▸ Задания:
1. Выведите без изменений фрагмент исходного текста, который открывается словами «Испанское завоевание шестнадцатого» и закрывается словами «осталось падение Бристоля.».
2. Определите, согласуется ли с исходным текстом каждое из утверждений (a), (b) и (c). Ответьте «да» или «нет» и приведите точную цитату, на которой основан ответ.
(a) Во время Тридцатилетней войны за господство над английской территорией боролись четыре иноземные армии.
(b) Период «стабильности» охватывает значительную часть семнадцатого века.
(c) Гладстона выслали на Мадейру.
3. Что, согласно исходному тексту, привело к катастрофической депопуляции?

▸ Исходный текст:
Испанское завоевание шестнадцатого века [включало в себя] относительно бескровное внедрение рациональности, но… новая стабильность налогообложения привела к единичным бунтам, таким как восстание норвичских иконоборцев. Важнее, что это лишило Англию возможности исполнить роль демилитаризованного сателлита. Во время Тридцатилетней войны целых четыре иноземные армии боролись за господство над английской территорией, и в народной памяти навсегда осталось падение Бристоля.
После этой катастрофы Винсент представляет период “стабильности”, захватывающий значительную часть восемнадцатого века, однако он оканчивается новым бедствием: “падением государственного кредита после поражения во Французской войне и передаче Франции «естественной границы» по Темзе”.
Далее ситуация быстро ухудшается, так что девятнадцатый век становится закатом, а не расцветом Англии:
Последующее отречение от престола привело к вялотекущей гражданской войне между республикой джентри Гражданина Берка и Морскими радикалами, которая окончилась установлением протектората маршала Уэлсли и вхождением во французскую систему меркантилизма. Несмотря на равнодушное правительство, при Уэлсли лишенная возможности торговать Англия неуклонно шла к демографической катастрофе, которую обострила зависимость от единственного злака, поступавшего на зернохранилища стремительно идущей по пути индустриализации Франции. Пшеничная ржа и массовый голод “сырых лет” привели к катастрофической депопуляции. В политическом отношении провал французских попыток помощи спровоцировал подъем национализма с целью освободить так называемую “потерянную” французскую провинцию к югу от Темзы, однако движение резко сошло на нет после бегства графов-вигов на Мадейру и высылки Гладстона на остров Святой Елены.

▸ Имеющиеся данные:

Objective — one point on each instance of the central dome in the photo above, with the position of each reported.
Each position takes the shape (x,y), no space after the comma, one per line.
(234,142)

▸ Итоговые результаты:
1.
Испанское завоевание шестнадцатого века [включало в себя] относительно бескровное внедрение рациональности, но… новая стабильность налогообложения привела к единичным бунтам, таким как восстание норвичских иконоборцев. Важнее, что это лишило Англию возможности исполнить роль демилитаризованного сателлита. Во время Тридцатилетней войны целых четыре иноземные армии боролись за господство над английской территорией, и в народной памяти навсегда осталось падение Бристоля.

2.
(a) Да: «Во время Тридцатилетней войны целых четыре иноземные армии боролись за господство над английской территорией».
(b) Нет: «захватывающий значительную часть восемнадцатого века».
(c) Нет: «бегства графов-вигов на Мадейру и высылки Гладстона на остров Святой Елены».

3. Пшеничная ржа и массовый голод «сырых лет».